__EXERCISE PROMPT__.
Reproduce the lines below verbatim, from the line containing "blurred golden background" through the line containing "443], [635, 443]]]", and output nothing else.

__RECORDS FOR PROCESSING__.
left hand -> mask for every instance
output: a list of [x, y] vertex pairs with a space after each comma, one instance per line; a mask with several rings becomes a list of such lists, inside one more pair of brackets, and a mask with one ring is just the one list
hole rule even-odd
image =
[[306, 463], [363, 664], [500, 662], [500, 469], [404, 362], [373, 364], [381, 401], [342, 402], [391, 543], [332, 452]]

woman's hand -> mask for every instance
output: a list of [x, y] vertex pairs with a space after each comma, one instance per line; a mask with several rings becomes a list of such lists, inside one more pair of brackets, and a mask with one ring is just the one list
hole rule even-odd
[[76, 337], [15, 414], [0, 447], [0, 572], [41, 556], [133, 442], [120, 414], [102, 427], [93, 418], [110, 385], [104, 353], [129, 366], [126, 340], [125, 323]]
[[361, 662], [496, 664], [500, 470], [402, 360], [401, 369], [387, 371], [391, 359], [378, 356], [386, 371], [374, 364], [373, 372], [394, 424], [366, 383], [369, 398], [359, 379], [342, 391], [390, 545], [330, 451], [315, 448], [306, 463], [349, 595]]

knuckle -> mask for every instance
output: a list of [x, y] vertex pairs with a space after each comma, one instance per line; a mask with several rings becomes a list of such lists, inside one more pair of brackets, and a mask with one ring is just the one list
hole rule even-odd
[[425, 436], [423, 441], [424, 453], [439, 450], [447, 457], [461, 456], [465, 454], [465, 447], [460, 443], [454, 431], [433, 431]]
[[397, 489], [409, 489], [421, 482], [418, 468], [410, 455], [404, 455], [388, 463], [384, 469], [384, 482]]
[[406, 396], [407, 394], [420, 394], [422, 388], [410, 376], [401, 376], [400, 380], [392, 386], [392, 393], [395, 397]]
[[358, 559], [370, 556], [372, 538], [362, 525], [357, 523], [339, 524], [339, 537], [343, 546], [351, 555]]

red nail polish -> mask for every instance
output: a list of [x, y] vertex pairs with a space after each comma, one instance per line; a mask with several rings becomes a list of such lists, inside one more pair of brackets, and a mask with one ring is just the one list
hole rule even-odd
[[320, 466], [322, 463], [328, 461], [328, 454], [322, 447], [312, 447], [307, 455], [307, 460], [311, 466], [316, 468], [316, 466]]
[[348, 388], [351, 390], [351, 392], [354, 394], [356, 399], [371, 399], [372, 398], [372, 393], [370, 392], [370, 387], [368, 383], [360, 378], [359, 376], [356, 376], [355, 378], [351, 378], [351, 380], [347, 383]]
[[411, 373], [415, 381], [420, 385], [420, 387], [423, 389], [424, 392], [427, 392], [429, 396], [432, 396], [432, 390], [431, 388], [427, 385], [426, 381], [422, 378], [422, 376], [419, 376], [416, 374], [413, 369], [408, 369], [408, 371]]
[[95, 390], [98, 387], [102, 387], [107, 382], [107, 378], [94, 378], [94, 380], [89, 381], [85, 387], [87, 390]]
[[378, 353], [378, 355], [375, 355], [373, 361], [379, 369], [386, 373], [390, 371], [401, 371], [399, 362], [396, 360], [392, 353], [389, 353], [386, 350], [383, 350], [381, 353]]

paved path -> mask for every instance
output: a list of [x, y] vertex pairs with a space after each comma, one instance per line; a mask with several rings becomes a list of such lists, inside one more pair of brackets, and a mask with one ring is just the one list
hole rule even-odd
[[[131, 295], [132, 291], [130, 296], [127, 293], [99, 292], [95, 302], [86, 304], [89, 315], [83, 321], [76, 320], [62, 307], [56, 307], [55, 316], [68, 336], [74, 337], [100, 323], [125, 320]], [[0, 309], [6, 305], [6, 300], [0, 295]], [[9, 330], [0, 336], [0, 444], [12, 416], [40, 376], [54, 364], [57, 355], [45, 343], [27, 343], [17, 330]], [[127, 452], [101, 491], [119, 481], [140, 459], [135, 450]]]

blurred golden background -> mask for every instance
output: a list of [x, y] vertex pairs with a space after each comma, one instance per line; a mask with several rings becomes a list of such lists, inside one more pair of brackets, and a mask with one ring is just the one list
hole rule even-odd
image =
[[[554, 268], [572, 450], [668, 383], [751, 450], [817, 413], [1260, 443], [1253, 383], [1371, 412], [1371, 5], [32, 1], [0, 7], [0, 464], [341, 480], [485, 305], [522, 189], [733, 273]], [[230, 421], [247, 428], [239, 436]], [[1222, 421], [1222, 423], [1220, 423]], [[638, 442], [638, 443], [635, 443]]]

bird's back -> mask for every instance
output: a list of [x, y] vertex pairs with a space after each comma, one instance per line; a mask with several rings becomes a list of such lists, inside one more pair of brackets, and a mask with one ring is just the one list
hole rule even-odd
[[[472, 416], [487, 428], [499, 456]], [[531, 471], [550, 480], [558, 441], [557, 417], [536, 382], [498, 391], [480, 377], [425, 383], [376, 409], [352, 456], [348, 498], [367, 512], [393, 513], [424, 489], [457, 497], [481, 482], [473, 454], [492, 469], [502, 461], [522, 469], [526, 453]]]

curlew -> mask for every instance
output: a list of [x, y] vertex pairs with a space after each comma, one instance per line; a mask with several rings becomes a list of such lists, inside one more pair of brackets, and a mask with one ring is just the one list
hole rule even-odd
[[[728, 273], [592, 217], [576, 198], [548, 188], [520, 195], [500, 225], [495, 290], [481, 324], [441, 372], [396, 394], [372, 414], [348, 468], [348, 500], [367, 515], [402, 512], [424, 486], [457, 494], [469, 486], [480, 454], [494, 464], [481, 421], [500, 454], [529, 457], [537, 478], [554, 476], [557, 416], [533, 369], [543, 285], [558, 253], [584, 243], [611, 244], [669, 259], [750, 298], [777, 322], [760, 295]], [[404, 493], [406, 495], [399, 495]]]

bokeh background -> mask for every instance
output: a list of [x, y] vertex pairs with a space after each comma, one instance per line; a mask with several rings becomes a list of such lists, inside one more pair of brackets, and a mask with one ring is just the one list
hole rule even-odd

__COMPLETED EXERCISE__.
blurred golden background -> mask for every instance
output: a list of [x, y] vertex pairs with a space after each comma, one instance per line; a mask with several rings becomes a list of such lists, inside one more pair of brackets, and a mask with one ring is just the one list
hole rule even-odd
image =
[[[554, 268], [572, 450], [668, 383], [751, 450], [817, 413], [1260, 443], [1253, 383], [1371, 412], [1371, 5], [32, 1], [0, 7], [0, 464], [341, 480], [485, 305], [522, 189], [733, 273]], [[230, 421], [247, 428], [239, 436]], [[1222, 421], [1222, 423], [1220, 423]], [[638, 442], [638, 443], [635, 443]]]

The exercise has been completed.